Excerpted passage:
----

## Solved problem 4-16 for k value by using the French equation.

## Solved problem 4-16 for k value video.

Solved problem No.4-16 from Prof. Alan Williams’s book, how to Determine the effective k value for a portal frame with different end conditions, this example is considered as an application for the- m value for different conditions for unbraced frames, and as a practice to use the Nomograph for the unbraced frame.

We are going to use the French equation to get a closer solution, For side sway Uninhibited- unbraced frame, for the k value, the French equation for the k value =sqrt(1.6*GA*Gb+4(Ga+Gb)+7.5)/ sqrt of(GA+Gb+7.5).** The video has a subtitle and closed caption in English.**

## Full description of the content.

Our solved problem, 4-16, from Prof. Alan Williams’s book, structural engineering reference manual.

The sway-inhibited frame means Unbraced frame, an Un-stiffened frame, sway frame is shown consisting of members with identical I/L values. it is required to determine the effective length factor for columns here are columns. 12 and 34.

He has not included any values for the length of girders or height of columns, we can consider that h and L are the same, it is required to get the K value for two columns,12 and 34.

We have a solved problem, 4-16 in the previous post, I wanted to attach a copy of the solved problem and the author’s solution. the solution is summarized, but at least we have come to our final solution with more detailed steps.

Th*e* French equation was made, For side sway Uninhibited- unbraced frame, for the k value, which is k=sqrt(1.6*GA*Gb+4(Ga+Gb)+7.5)/ sqrt of(GA+Gb+7.5).

Let try our solved problem 4-16 from prof. Alan Williams’s book. as a remark for our Sway frame, our side-sway Uninhibited, for Ga=0, Gb=0, K =1 from the Nomograph chart.

Let us use the French equation, first check the value of k provided by the French equation, against the K value obtained from the Nomograph, put Ga=Gb=0 and substitute, then K=sqrt(0+)0+7.7, the denominator= sqrt(0+0+7.5), then k=sqrt(7.5/7.5)=1, k=1.

----

[Region outline entries]
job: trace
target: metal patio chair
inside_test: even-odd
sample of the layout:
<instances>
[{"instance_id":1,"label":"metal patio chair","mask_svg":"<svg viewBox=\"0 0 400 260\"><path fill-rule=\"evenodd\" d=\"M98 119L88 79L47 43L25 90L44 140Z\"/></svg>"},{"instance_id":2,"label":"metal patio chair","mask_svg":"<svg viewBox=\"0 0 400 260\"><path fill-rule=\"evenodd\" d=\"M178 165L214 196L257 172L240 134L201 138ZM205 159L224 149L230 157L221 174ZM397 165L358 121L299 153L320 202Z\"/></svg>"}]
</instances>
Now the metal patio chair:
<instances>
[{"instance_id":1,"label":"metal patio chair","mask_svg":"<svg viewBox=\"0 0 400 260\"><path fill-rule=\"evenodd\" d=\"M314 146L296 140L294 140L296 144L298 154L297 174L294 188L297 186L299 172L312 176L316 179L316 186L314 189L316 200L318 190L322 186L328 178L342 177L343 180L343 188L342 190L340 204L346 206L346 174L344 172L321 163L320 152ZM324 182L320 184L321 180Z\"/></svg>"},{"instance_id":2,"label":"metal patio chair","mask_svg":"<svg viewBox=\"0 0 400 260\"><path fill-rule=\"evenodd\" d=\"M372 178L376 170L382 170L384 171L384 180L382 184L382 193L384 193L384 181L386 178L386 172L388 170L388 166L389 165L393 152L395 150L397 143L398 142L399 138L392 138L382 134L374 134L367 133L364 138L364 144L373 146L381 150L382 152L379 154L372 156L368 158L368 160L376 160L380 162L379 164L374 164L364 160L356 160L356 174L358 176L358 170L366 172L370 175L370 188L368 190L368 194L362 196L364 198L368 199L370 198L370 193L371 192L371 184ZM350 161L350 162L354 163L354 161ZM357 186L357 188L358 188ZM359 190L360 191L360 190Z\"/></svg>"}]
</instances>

----

Tasks for this exercise:
1. According to the solved problem on the French equation, what K value does the Nomograph chart give for a side-sway uninhibited frame when Ga and Gb are both 0?
2. In the solved problem on the French equation, rewrite the paragraph starting "He has not included any values" as a short list that keeps its main facts.
3. Pick up the solved problem on the French equation after its final line and write what comes next.

Answers by task:
1. K = 1.

2.
- No values are given for the girder lengths or the column heights.
- h and L can be treated as the same.
- The K value is needed for two columns, 12 and 34.

3.
This value matches the k obtained from the Nomograph, let us try for Ga=Gb=100. From the chart it is approximately k=9, the Nomograph rather has a narrow view, from the French equation k=sqrt(1.6*100*100+7.5)/ sqrt(100+100+7.5).

**K value for the first column 12 by using the French equation.**

Let us refer back to the solved problem 4-16, which consists of two parts, the first part is the hinged support at joint 1 and the second part was for corner joint 2, G1=10, at the hinged support, while G=1, for the joint 2, k from the graph was=1.9.

Using the French equation to get the value for K, then k=sqrt(1.6*(10)*(1)+4*(10+1)+7.5)/ sqrt (10+1+7.5), sqrt (10+1+7.5), using an excel sheet, we get k=1.90414, which is close to k=1.9 from nomograph to some extent.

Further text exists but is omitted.